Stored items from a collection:

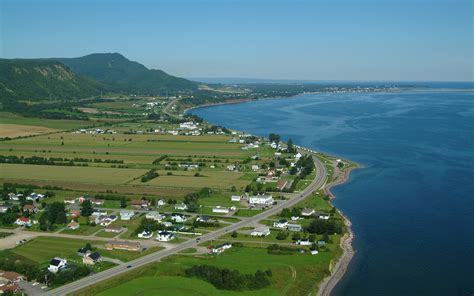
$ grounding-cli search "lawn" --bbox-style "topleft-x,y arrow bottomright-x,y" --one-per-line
0,163 -> 146,184
12,236 -> 103,265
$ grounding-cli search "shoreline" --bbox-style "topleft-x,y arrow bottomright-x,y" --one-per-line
182,94 -> 363,296
317,164 -> 362,296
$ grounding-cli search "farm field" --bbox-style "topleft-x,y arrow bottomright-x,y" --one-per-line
0,163 -> 146,184
74,247 -> 340,296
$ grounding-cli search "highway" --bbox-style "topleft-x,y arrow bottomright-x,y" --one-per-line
47,157 -> 327,295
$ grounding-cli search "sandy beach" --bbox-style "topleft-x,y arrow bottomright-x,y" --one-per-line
317,165 -> 361,296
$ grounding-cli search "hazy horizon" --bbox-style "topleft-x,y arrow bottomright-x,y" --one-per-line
0,0 -> 474,81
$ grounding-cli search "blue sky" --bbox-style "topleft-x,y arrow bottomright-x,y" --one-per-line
0,0 -> 474,81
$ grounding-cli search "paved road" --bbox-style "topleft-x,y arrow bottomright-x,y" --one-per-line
46,158 -> 327,295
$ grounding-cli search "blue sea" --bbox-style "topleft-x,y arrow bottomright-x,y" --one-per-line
191,83 -> 474,295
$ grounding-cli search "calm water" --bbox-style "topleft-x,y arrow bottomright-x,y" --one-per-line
192,84 -> 474,295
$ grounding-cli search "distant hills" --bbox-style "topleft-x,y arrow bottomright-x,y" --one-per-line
53,53 -> 198,94
0,53 -> 198,101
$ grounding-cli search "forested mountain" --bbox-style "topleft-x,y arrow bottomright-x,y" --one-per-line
54,53 -> 198,94
0,59 -> 106,101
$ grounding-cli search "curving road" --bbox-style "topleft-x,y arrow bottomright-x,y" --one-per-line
44,156 -> 327,295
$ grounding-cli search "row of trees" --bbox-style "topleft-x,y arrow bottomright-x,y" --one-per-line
186,265 -> 272,291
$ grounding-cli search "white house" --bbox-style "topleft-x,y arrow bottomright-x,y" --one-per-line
230,195 -> 241,201
48,257 -> 67,273
174,203 -> 188,211
287,224 -> 303,232
249,194 -> 274,205
250,226 -> 270,236
15,216 -> 31,226
318,213 -> 331,220
145,212 -> 164,222
212,206 -> 230,214
120,210 -> 135,220
301,208 -> 316,217
171,214 -> 188,223
296,239 -> 311,246
138,230 -> 153,238
156,231 -> 174,242
273,219 -> 288,229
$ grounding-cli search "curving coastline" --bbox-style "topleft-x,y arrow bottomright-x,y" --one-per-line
182,97 -> 362,296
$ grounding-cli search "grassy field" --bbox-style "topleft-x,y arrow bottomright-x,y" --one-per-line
74,247 -> 340,296
12,236 -> 103,265
0,163 -> 146,184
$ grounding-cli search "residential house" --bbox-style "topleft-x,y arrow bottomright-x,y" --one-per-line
8,192 -> 23,201
301,208 -> 316,217
156,231 -> 174,242
287,224 -> 303,232
174,203 -> 188,211
26,192 -> 44,201
23,204 -> 39,214
212,206 -> 230,214
48,257 -> 67,273
77,248 -> 91,257
209,243 -> 232,254
318,213 -> 331,220
196,216 -> 217,223
296,239 -> 311,246
230,195 -> 242,201
145,212 -> 164,222
105,226 -> 123,233
171,214 -> 188,223
105,241 -> 142,251
249,194 -> 274,206
15,216 -> 31,227
0,205 -> 12,214
138,230 -> 153,238
250,226 -> 270,236
277,179 -> 288,190
273,219 -> 288,229
67,221 -> 79,230
120,210 -> 135,220
82,252 -> 102,265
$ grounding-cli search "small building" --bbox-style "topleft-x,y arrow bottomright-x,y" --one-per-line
249,194 -> 274,206
48,257 -> 67,273
138,230 -> 153,238
23,204 -> 39,214
273,219 -> 288,229
67,221 -> 79,230
82,252 -> 102,265
105,240 -> 142,251
174,203 -> 188,211
120,210 -> 135,221
296,239 -> 311,246
230,195 -> 242,201
209,243 -> 232,254
77,248 -> 91,257
156,231 -> 174,242
105,226 -> 123,233
171,214 -> 188,223
15,216 -> 31,227
212,206 -> 230,214
318,213 -> 331,220
301,208 -> 316,217
287,224 -> 303,232
250,226 -> 270,236
145,211 -> 164,222
196,216 -> 217,223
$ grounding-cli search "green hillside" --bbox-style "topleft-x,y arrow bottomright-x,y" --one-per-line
0,59 -> 105,101
54,53 -> 198,95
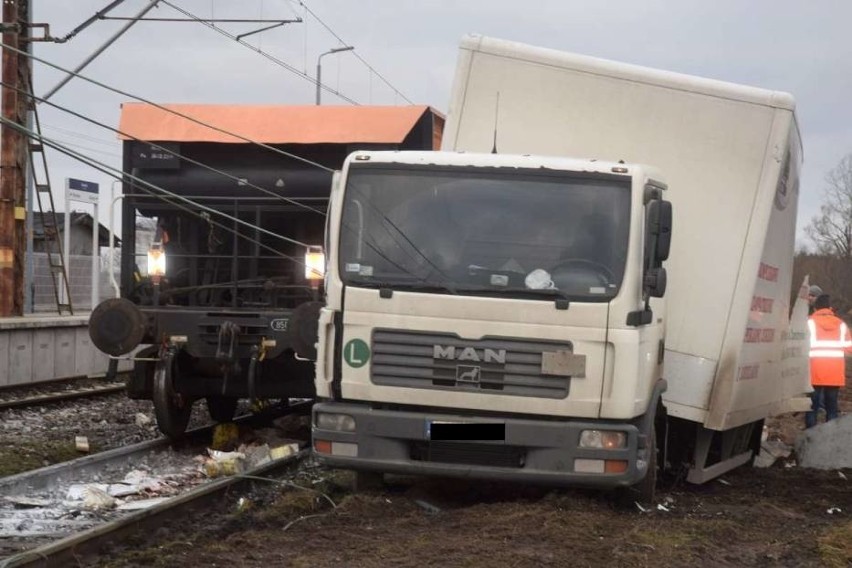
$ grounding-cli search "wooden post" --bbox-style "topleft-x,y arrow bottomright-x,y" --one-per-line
0,0 -> 29,317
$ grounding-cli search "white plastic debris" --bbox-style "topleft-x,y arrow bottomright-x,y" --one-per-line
107,483 -> 142,497
117,497 -> 169,511
3,496 -> 50,508
202,448 -> 246,477
240,444 -> 272,469
65,483 -> 109,501
121,469 -> 163,493
269,444 -> 299,460
83,485 -> 115,511
414,499 -> 441,515
74,436 -> 89,454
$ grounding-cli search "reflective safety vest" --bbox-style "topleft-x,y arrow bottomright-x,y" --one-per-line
808,309 -> 852,387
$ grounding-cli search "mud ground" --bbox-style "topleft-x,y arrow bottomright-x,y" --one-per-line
89,390 -> 852,567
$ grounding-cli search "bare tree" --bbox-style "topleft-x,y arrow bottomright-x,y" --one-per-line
805,154 -> 852,259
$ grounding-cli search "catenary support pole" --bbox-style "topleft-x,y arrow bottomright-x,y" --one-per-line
0,0 -> 28,317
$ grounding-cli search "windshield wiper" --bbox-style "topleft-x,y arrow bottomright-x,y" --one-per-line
351,280 -> 458,295
456,286 -> 572,309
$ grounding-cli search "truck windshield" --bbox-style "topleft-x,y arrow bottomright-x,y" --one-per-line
339,164 -> 630,301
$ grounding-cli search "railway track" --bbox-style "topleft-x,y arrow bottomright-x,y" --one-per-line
0,380 -> 124,410
0,403 -> 309,568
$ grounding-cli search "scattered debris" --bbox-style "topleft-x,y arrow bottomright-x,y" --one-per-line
74,436 -> 89,454
117,497 -> 169,511
269,443 -> 299,460
212,422 -> 240,451
65,483 -> 109,501
3,496 -> 50,508
754,440 -> 793,467
414,499 -> 441,515
83,485 -> 116,511
237,497 -> 254,513
240,444 -> 272,469
203,449 -> 246,477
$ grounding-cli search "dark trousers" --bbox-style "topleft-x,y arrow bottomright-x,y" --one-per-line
805,387 -> 840,428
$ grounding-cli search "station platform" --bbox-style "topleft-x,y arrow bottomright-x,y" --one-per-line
0,312 -> 131,387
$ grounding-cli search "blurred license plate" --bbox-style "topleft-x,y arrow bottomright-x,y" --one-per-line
426,420 -> 506,442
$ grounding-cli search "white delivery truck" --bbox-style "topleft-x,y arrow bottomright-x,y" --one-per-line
313,37 -> 810,499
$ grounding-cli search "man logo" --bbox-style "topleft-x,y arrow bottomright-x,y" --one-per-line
432,345 -> 506,365
456,365 -> 482,387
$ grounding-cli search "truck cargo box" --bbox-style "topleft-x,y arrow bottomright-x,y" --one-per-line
442,36 -> 810,430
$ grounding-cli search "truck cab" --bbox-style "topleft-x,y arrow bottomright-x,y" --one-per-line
313,152 -> 671,496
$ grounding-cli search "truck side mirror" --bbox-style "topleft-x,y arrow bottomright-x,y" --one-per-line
646,199 -> 672,265
644,266 -> 668,298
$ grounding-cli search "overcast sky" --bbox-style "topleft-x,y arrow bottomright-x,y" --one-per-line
31,0 -> 852,247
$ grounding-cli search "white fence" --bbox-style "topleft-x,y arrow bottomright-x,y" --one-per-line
32,252 -> 119,314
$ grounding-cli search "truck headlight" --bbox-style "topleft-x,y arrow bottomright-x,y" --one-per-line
316,412 -> 355,432
305,247 -> 325,280
580,430 -> 627,450
148,243 -> 166,278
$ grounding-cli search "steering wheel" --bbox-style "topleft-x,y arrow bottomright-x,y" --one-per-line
549,258 -> 615,286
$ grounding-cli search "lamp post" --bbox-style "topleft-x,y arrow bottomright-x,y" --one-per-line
317,45 -> 355,105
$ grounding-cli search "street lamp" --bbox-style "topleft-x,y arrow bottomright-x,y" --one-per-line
317,45 -> 355,105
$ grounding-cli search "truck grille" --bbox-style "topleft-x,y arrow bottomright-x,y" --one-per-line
371,329 -> 573,398
410,442 -> 526,468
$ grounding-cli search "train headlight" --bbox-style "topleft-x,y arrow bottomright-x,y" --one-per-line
148,243 -> 166,278
305,247 -> 325,280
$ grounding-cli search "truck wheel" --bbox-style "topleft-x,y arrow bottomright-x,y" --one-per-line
153,351 -> 192,440
206,396 -> 239,422
355,471 -> 385,493
615,425 -> 659,509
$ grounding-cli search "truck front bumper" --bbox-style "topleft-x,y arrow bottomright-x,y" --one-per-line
312,402 -> 649,488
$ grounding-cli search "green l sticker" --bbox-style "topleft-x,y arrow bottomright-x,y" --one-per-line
343,339 -> 370,369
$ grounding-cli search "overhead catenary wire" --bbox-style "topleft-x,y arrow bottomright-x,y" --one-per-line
7,81 -> 325,216
299,0 -> 414,105
161,0 -> 360,106
0,117 -> 310,255
0,41 -> 334,172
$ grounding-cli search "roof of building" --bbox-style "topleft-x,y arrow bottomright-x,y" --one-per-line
119,103 -> 444,144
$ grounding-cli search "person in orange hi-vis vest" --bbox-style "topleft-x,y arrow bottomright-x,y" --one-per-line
805,294 -> 852,428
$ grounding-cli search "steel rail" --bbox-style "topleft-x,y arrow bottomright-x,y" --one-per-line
0,449 -> 310,568
0,383 -> 125,410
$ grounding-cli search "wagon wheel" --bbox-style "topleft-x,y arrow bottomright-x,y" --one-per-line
153,349 -> 192,440
207,395 -> 239,422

▸ **Written exercise**: Recast the stretch from the start of the listing through the line containing "317,164 -> 362,296" as a Markdown table with the columns Row and Line, one numbered row per line, skipping blank lines and leaving out the pictures.

▸ **Final answer**:
| Row | Line |
|---|---|
| 1 | $ grounding-cli search "lawn" --bbox-style "topleft-x,y arrow bottomright-x,y" --one-per-line |
| 2 | 0,163 -> 146,184 |
| 3 | 12,236 -> 103,265 |
| 4 | $ grounding-cli search "shoreline" --bbox-style "topleft-x,y arrow bottomright-x,y" --one-per-line |
| 5 | 182,94 -> 363,296 |
| 6 | 317,164 -> 362,296 |